Among the entries below, only the lines from the one with "tree shown in this photo." through the one with "blue sky shown in this photo." are to be retyped, exactly and without pictures.

Recorded data:
● ● ● ●
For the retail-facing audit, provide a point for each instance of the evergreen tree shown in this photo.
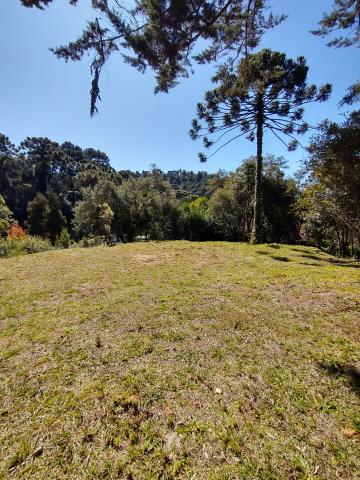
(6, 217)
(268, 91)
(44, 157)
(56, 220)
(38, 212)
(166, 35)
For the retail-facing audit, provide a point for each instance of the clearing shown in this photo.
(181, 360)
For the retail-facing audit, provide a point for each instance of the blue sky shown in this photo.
● ● ● ●
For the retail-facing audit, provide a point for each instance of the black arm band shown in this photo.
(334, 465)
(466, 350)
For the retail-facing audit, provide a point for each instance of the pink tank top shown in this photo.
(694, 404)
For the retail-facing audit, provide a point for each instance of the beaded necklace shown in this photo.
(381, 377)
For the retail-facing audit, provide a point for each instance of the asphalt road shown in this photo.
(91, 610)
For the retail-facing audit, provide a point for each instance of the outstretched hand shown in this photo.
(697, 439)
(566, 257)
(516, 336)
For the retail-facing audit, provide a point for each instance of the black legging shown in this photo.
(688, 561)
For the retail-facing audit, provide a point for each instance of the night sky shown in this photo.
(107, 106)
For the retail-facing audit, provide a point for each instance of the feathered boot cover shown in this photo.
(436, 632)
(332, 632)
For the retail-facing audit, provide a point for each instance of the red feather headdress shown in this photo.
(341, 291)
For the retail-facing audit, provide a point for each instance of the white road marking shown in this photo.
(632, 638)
● ● ● ●
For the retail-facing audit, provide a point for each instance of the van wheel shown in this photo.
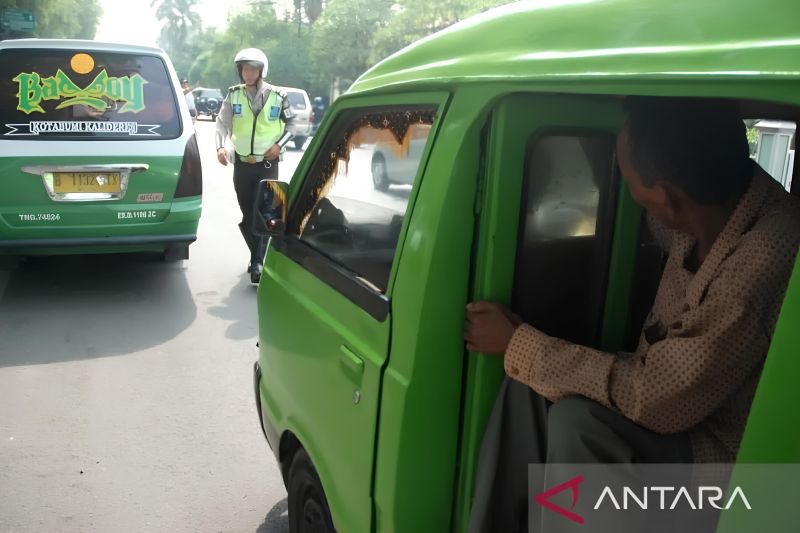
● ● ● ●
The answer:
For the retail-facing audit, provide a point for each instance of the evergreen tree shown in this photo.
(6, 217)
(268, 91)
(44, 157)
(56, 220)
(38, 212)
(166, 35)
For the retail-facing audit, provide a point for each instance of the clearing shown in this photo.
(181, 360)
For the retail-facing audit, provide a point for each instance of the blue sky shown in this photo.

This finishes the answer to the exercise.